**WORK ITEM:** Each record must reappear in the answer exactly as it is written.

*** Opening DATA TO USE ***

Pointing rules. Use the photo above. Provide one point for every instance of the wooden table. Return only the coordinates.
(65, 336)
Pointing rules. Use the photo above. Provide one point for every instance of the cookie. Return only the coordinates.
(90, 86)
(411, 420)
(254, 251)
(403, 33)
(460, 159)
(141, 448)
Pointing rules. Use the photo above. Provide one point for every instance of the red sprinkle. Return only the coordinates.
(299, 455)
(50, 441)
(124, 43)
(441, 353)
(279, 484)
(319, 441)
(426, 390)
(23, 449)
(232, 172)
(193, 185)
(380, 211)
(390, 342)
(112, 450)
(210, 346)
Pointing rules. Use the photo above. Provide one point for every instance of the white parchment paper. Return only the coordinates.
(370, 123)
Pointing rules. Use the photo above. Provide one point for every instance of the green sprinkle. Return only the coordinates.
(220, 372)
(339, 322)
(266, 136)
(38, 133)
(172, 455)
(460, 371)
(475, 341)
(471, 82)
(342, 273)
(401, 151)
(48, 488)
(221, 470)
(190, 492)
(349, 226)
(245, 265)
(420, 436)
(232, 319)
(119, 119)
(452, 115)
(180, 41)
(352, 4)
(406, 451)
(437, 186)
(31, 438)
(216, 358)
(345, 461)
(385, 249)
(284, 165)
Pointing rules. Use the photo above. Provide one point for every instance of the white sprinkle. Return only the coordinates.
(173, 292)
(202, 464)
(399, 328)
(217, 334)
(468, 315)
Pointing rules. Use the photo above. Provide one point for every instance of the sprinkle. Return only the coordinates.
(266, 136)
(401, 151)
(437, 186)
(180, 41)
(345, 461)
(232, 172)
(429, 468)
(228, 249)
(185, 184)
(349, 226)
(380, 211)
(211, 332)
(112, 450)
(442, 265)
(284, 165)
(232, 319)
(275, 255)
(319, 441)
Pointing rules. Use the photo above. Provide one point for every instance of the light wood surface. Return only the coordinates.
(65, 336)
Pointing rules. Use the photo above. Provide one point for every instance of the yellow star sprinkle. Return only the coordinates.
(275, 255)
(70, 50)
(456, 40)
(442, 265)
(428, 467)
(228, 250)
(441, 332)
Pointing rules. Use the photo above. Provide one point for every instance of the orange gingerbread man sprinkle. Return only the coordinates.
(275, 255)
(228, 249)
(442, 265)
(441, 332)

*** Closing DATA TO USE ***

**RESPONSE BOX:**
Pointing rules. Use the photo above. Provide one point for every instance of the wooden table. Return only the coordinates.
(65, 336)
Pointing rules. Use the photo above. Provide one point for every instance of the cookie. Return only the coordinates.
(90, 86)
(411, 420)
(254, 251)
(403, 33)
(460, 159)
(141, 448)
Pointing rules. Use the photo above. Provide one point for every instance of the red sprinkle. Return only the coordinates.
(299, 455)
(50, 441)
(124, 43)
(441, 353)
(279, 484)
(319, 441)
(426, 390)
(23, 449)
(232, 172)
(193, 185)
(380, 211)
(390, 342)
(112, 450)
(210, 346)
Pointing rules. Use the photo above. Provide one point for every instance of the white parchment paper. Return only the coordinates.
(370, 123)
Pointing rules. Use the photo above. Provide one point for every instance of the green sprinkle. Return only the coordinates.
(220, 372)
(339, 322)
(266, 136)
(38, 133)
(172, 455)
(460, 371)
(475, 341)
(471, 82)
(342, 273)
(401, 151)
(48, 488)
(221, 470)
(190, 492)
(349, 226)
(245, 265)
(420, 436)
(232, 319)
(119, 119)
(452, 115)
(180, 41)
(352, 4)
(406, 451)
(437, 186)
(31, 438)
(216, 358)
(345, 461)
(385, 249)
(284, 165)
Pointing rules. Use the photo above. Provide one point for every instance of the white sprinkle. Return only the coordinates.
(173, 292)
(202, 464)
(399, 328)
(217, 334)
(468, 315)
Pointing rules. Use the photo above. Provide one point for every instance of the sprinkle. Return only the coordinates.
(266, 136)
(401, 151)
(437, 186)
(180, 41)
(345, 461)
(232, 172)
(429, 468)
(228, 249)
(185, 184)
(349, 226)
(380, 211)
(211, 332)
(112, 450)
(442, 265)
(284, 165)
(232, 319)
(275, 255)
(319, 441)
Pointing rules. Use the photo above. Provide one point for every instance of the light wood surface. Return only the coordinates.
(65, 336)
Pointing rules. Use the photo above. Provide one point for every instance of the yellow star sprinkle. Return only the coordinates.
(275, 255)
(70, 50)
(456, 40)
(442, 265)
(428, 467)
(228, 250)
(441, 332)
Pointing rules. Use the photo above. Provide one point for every instance of the orange gingerbread man sprinkle. Return only the coordinates.
(275, 255)
(228, 249)
(442, 265)
(441, 332)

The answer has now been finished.